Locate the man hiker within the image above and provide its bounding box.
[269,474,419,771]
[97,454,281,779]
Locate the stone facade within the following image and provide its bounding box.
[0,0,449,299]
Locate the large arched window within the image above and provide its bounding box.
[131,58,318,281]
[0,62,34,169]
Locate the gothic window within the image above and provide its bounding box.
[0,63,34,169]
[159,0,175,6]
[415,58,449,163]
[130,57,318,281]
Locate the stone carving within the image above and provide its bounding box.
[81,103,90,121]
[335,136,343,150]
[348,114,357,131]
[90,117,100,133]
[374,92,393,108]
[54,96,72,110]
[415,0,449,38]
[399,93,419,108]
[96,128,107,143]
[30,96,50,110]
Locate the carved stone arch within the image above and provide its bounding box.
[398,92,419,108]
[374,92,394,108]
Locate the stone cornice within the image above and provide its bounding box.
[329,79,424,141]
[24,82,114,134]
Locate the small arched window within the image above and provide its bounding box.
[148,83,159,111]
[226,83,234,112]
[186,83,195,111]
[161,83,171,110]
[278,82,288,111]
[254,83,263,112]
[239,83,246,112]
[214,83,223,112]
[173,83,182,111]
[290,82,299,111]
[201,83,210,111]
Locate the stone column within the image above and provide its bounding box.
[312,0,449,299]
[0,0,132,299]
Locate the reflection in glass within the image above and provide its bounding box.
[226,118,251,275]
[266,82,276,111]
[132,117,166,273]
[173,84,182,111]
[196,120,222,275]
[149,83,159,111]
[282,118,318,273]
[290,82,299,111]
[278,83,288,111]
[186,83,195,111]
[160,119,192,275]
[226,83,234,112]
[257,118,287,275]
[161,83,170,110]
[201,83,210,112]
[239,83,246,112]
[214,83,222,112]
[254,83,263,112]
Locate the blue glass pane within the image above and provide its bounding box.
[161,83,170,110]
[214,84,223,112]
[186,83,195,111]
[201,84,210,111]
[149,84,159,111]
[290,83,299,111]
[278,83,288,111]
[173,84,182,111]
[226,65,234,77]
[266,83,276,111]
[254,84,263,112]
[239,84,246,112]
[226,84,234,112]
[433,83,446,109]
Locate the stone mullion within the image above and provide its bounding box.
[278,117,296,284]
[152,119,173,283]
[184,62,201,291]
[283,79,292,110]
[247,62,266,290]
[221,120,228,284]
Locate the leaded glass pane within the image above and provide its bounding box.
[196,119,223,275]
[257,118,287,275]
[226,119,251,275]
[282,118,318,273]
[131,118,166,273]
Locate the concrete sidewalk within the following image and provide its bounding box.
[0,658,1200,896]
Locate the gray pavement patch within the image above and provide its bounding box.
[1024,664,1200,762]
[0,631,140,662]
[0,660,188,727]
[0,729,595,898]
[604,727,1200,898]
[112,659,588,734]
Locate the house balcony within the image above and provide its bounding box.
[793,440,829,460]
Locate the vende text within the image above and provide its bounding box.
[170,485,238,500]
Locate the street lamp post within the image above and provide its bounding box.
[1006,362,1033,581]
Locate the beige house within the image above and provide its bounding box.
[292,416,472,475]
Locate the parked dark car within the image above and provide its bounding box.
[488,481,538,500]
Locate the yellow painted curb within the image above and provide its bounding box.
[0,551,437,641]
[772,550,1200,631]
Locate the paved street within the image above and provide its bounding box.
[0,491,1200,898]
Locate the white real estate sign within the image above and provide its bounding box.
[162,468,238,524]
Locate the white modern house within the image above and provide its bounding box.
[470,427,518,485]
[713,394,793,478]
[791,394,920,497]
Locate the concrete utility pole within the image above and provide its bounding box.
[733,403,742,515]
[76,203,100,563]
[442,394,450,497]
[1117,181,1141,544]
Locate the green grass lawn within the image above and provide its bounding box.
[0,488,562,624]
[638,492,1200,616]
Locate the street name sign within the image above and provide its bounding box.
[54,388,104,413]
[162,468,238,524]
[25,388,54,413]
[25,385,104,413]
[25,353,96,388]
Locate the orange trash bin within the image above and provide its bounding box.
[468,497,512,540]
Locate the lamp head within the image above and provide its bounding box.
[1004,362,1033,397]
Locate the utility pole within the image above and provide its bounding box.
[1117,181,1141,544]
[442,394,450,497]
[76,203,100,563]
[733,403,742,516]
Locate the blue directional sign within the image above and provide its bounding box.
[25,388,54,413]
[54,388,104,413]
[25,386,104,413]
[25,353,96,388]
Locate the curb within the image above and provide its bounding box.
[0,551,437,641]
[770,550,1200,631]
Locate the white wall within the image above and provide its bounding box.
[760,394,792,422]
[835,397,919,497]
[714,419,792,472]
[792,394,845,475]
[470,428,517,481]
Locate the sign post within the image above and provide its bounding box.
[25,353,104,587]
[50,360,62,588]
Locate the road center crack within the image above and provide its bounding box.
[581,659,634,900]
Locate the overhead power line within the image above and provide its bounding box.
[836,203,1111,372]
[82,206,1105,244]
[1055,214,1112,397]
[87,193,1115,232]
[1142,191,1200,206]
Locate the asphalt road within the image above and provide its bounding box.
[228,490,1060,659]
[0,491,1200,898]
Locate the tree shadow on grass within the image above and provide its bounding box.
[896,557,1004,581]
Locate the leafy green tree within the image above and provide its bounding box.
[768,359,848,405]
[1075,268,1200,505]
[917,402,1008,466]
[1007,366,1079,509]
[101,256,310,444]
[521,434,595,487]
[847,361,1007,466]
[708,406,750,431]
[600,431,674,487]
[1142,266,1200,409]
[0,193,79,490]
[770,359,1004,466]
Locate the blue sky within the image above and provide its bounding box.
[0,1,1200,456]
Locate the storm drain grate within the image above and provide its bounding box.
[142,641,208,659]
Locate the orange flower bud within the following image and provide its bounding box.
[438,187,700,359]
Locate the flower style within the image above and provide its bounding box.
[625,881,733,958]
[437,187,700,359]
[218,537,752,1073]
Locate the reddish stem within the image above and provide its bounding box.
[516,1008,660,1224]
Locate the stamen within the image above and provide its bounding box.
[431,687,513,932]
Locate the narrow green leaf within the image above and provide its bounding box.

REQUIRED WORK. Copy every one of the records above, word for word and in the same order.

SOLUTION TO THIS EXERCISE.
Locate the man hiker within the image above and provide its bounding box.
[269,474,419,771]
[97,454,281,779]
Locate the stone facade within the following image and provide its bounding box.
[0,0,449,299]
Locate the large arched window within the image above and provide its bounding box.
[131,58,318,281]
[0,62,34,169]
Locate the gothic window within the image above and provide its bounding box.
[0,63,34,169]
[159,0,175,6]
[415,58,449,163]
[130,57,318,281]
Locate the stone carving within the image above and provide its bounding box.
[81,103,90,121]
[335,136,343,150]
[348,114,357,131]
[90,117,100,133]
[374,92,393,108]
[54,96,72,110]
[415,0,449,38]
[399,93,419,108]
[96,128,107,143]
[30,96,50,110]
Locate the carved stone arch within the image above and provide its bounding box.
[398,92,419,108]
[374,92,394,108]
Locate the stone cornice within the image above and provide its bounding box.
[329,79,424,141]
[24,82,114,134]
Locate the small arched window within the image above and provide its bounding box.
[148,83,159,111]
[226,83,234,112]
[186,83,195,111]
[161,83,171,110]
[278,82,288,111]
[254,83,263,112]
[239,83,246,112]
[214,83,223,112]
[173,83,182,111]
[290,82,299,111]
[201,83,210,111]
Locate the stone column within the image above and provide its bounding box.
[312,0,449,299]
[0,0,132,299]
Locate the reflection in glass within the image above and provide its bounding box.
[226,118,251,275]
[266,82,276,111]
[132,117,166,273]
[173,84,182,111]
[196,120,222,275]
[149,83,159,111]
[282,118,318,273]
[290,82,299,111]
[278,83,288,111]
[186,83,195,111]
[160,119,192,275]
[226,83,234,112]
[257,118,287,275]
[161,83,170,110]
[201,83,210,112]
[239,83,246,112]
[214,83,222,112]
[254,83,263,112]
Locate the blue glass pane within the image above and provide its bounding box.
[161,83,170,110]
[214,84,223,112]
[186,83,195,111]
[201,84,210,111]
[149,84,159,111]
[290,83,299,111]
[278,83,288,111]
[173,84,182,111]
[226,65,234,77]
[266,83,276,111]
[254,84,263,112]
[239,84,246,112]
[226,84,234,112]
[433,83,446,109]
Locate the stone mullion within the image above and provide its bounding box.
[278,117,296,284]
[152,119,173,283]
[184,62,201,291]
[283,79,292,110]
[247,62,266,290]
[221,120,228,284]
Locate the leaded glass pane within the image above and provide its bounding box.
[196,119,223,275]
[257,118,287,275]
[226,119,251,275]
[282,118,318,273]
[131,118,166,273]
Locate the concrete sidewalk within the following image and provide its bounding box.
[0,658,1200,896]
Locate the gray pavement patch within the image above and provide its bounding box.
[1024,664,1200,762]
[0,631,140,662]
[0,660,188,727]
[0,729,595,898]
[604,727,1200,898]
[112,659,588,734]
Locate the house balcony within the image above and provide its bounding box.
[793,440,829,460]
Locate the vende text within the image above and provide its bounding box.
[170,485,238,500]
Locate the street lamp post within the image above and provide its bounding box.
[1006,362,1033,581]
Locate the beige house within the image above and provide its bounding box.
[292,416,472,475]
Locate the parked dark car within the image above and provide its bounding box.
[488,481,538,500]
Locate the yellow painted curb within the image above and provide its bounding box.
[0,551,437,641]
[772,550,1200,631]
Locate the paved street within the image above and provide its bounding box.
[0,491,1200,898]
Locate the white real estate sign within the image above and provide its bounding box.
[162,468,238,524]
Locate the white modern house within the image above and provide its bounding box.
[470,427,518,485]
[713,394,793,478]
[791,394,920,497]
Locate the concrete utility pole within the image above and provide its bounding box.
[733,403,742,515]
[76,203,100,563]
[442,394,450,497]
[1117,181,1141,544]
Locate the green grass lawn within the image above and provide its bounding box.
[0,488,562,624]
[638,492,1200,616]
Locate the street name sign within the image above and provide its bounding box.
[54,388,104,413]
[162,468,238,524]
[25,388,54,413]
[25,385,104,413]
[25,353,96,388]
Locate the orange trash bin within the image above and provide its bounding box.
[468,497,512,540]
Locate the lamp head within the image above and provide its bounding box.
[1004,362,1033,397]
Locate the utility pole within the image above and provide its bounding box.
[1117,181,1141,544]
[442,394,450,497]
[76,203,100,563]
[733,403,742,516]
Locate the blue directional sign within the image above and provide its bounding box.
[25,388,54,413]
[54,388,104,413]
[25,386,104,413]
[25,353,96,388]
Locate the curb within the image above and provide its bounding box.
[0,551,437,641]
[770,550,1200,631]
Locate the white wall within the image above and provide its bounding box.
[760,394,792,422]
[835,397,919,497]
[714,419,792,472]
[792,394,845,475]
[470,428,517,481]
Locate the sign post within the image above and provide its bounding box.
[25,353,104,587]
[50,360,62,588]
Locate the road center crack within the image above and provide its bounding box.
[581,659,634,900]
Locate the overhead power line within the image above and provide its bounding box.
[836,203,1111,372]
[82,206,1105,244]
[1055,214,1112,397]
[87,193,1115,232]
[1142,191,1200,206]
Locate the asphalt road within the image above and provide its bounding box.
[228,490,1060,659]
[0,491,1200,898]
Locate the tree shadow on grass within the image above and provide its bounding box.
[896,557,1004,581]
Locate the leafy green tree within the image above and provide its bounding box.
[768,359,848,405]
[1075,268,1200,505]
[917,402,1008,466]
[1007,366,1079,509]
[101,256,310,444]
[521,434,595,487]
[847,361,1007,466]
[708,406,750,431]
[600,431,674,487]
[1142,266,1200,409]
[0,193,79,490]
[770,359,1004,466]
Locate the blue sky within the image above and provide its bounding box.
[0,1,1200,456]
Locate the storm drain grate within the image above and provide its bounding box.
[142,641,208,659]
Locate the orange flower bud within the following image and provide its bounding box.
[438,187,700,359]
Locate the flower style within the image above and provide its bounding box.
[625,881,733,958]
[437,187,700,359]
[218,537,752,1073]
Locate the reddish stem within the image above and provide its bounding box.
[516,1008,660,1224]
Locate the stamen within the image above and provide its bounding box.
[431,687,513,932]
Locate the narrow green leaf within the image above and provide its bounding box.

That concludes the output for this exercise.